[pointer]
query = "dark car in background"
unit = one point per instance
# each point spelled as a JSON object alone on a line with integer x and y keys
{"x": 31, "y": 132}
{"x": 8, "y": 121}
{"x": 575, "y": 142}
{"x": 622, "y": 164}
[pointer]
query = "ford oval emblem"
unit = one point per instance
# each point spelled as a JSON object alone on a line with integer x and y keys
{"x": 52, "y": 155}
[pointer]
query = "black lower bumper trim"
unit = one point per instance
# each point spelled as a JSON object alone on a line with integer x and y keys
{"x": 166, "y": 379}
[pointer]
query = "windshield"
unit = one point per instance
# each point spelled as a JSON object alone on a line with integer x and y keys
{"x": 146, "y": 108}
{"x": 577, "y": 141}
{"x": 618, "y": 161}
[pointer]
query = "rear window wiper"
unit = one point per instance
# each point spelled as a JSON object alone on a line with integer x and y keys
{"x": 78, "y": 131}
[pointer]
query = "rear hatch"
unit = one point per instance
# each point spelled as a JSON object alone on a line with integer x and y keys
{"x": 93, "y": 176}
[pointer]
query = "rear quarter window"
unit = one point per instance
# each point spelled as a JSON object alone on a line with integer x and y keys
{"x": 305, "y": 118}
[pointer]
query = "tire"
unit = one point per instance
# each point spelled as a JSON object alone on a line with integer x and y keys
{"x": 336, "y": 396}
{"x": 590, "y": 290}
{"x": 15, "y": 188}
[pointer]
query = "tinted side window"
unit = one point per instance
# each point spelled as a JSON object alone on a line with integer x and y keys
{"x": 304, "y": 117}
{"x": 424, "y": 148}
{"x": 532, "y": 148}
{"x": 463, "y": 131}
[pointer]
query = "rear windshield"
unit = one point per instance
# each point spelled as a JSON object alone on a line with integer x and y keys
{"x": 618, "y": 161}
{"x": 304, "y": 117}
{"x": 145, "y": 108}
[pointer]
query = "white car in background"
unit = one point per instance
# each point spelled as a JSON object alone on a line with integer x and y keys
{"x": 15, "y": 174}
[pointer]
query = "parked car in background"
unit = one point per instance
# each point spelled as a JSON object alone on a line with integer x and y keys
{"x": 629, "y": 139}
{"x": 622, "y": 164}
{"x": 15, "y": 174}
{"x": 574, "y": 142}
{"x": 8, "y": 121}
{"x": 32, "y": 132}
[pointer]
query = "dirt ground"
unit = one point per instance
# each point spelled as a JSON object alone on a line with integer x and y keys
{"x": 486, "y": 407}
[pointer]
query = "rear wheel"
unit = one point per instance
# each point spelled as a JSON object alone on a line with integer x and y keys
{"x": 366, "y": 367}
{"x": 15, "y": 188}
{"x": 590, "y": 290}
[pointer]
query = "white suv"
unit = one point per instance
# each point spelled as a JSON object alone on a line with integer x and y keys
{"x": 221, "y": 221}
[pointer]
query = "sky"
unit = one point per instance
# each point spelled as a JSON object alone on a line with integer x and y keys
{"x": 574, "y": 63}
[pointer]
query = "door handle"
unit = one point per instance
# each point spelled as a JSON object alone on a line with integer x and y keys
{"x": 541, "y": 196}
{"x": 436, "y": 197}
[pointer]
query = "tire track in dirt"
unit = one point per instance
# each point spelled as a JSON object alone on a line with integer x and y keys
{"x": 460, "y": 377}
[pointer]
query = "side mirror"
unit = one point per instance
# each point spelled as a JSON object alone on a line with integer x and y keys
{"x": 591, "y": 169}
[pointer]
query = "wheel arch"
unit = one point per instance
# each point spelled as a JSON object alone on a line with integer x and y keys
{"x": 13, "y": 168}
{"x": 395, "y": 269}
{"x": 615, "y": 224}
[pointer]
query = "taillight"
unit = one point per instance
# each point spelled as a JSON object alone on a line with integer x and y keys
........
STATED TASK :: Print out the whole listing exactly as it appears.

WRITTEN ANSWER ::
[pointer]
query = "dark car in background"
unit = one point per instance
# each point spelled as a JSON object alone on a line with integer x and y keys
{"x": 31, "y": 132}
{"x": 8, "y": 121}
{"x": 575, "y": 142}
{"x": 622, "y": 164}
[pointer]
query = "ford oval emblem"
unit = one point per instance
# each point spelled as a JSON object alone on a line with integer x and y keys
{"x": 52, "y": 155}
[pointer]
query = "black lower bumper trim"
unit = one point per instance
# each point spelled as a JSON object alone on a line with integer x and y keys
{"x": 166, "y": 379}
[pointer]
query = "windshield"
unit = one point per instance
# each point spelled as a JSON object alone on a line with integer x and y keys
{"x": 146, "y": 108}
{"x": 577, "y": 141}
{"x": 618, "y": 161}
[pointer]
query = "rear window wiper"
unit = one point per instance
# each point spelled as a JSON object alone on a line with integer x and y keys
{"x": 78, "y": 131}
[pointer]
query = "rear hatch"
unit = one point per instance
# each point spelled as a JSON object alone on a line with integer x and y keys
{"x": 93, "y": 176}
[pointer]
query = "rear quarter window"
unit = one point per instance
# each point spelled as a JSON object alone on a line with integer x and y keys
{"x": 305, "y": 118}
[pointer]
query = "tire"
unit = one point per instance
# each point spelled as a JSON object alone on a line with integer x and y keys
{"x": 336, "y": 396}
{"x": 590, "y": 290}
{"x": 15, "y": 188}
[pointer]
query = "tinted side window"
unit = one point per instance
# each point spelled as a JSON object alone on a line with integer x and y keys
{"x": 304, "y": 117}
{"x": 424, "y": 148}
{"x": 532, "y": 148}
{"x": 463, "y": 131}
[pointer]
query = "rear windshield"
unit = one point per instance
# each point spelled as a JSON object alone on a line with integer x and y keys
{"x": 618, "y": 161}
{"x": 304, "y": 117}
{"x": 145, "y": 108}
[pointer]
query = "white car in background"
unit = one point per instance
# each point spelled as a JSON object alone on a line with integer x and y keys
{"x": 15, "y": 174}
[pointer]
query = "parked car in background"
unit = one point per instance
# each point spelled as a JSON object alone on a line with integer x and y keys
{"x": 629, "y": 139}
{"x": 622, "y": 164}
{"x": 15, "y": 174}
{"x": 574, "y": 142}
{"x": 8, "y": 121}
{"x": 32, "y": 132}
[pointer]
query = "dirt ground"
unit = one point per instance
# each point spelled as a JSON object alone on a line with integer x and y keys
{"x": 486, "y": 407}
[pointer]
query = "rear wheel"
unit = one point per instance
# each point spelled as a JSON object alone on a line with integer x and y keys
{"x": 366, "y": 367}
{"x": 15, "y": 188}
{"x": 590, "y": 290}
[pointer]
query = "white suv"
unit = one point per instance
# each point spelled as a JSON object alone on a line with integer x and y keys
{"x": 221, "y": 221}
[pointer]
query = "sky"
unit = one point per instance
# each point spelled as a JSON object alone on a line with integer x and y keys
{"x": 574, "y": 63}
[pointer]
query = "door handle"
unit = one point per instance
# each point spelled as a JSON object alone on a line with integer x and y keys
{"x": 541, "y": 196}
{"x": 436, "y": 197}
[pointer]
query = "tire track in dirt"
unit = one point per instance
# each point spelled as a JSON object alone on a line with integer x and y keys
{"x": 460, "y": 377}
[pointer]
query = "side mirror"
unit = one point per instance
# each point spelled as a JSON object alone on a line with integer x and y keys
{"x": 591, "y": 169}
[pointer]
query = "wheel arch"
unit = one point per instance
# each point spelled as a JSON object alone on a line with integer x and y keys
{"x": 13, "y": 168}
{"x": 395, "y": 269}
{"x": 615, "y": 224}
[pointer]
query = "taillight"
unit = one point per instance
# each point spelled as a JSON object alone on a line with integer x and y keys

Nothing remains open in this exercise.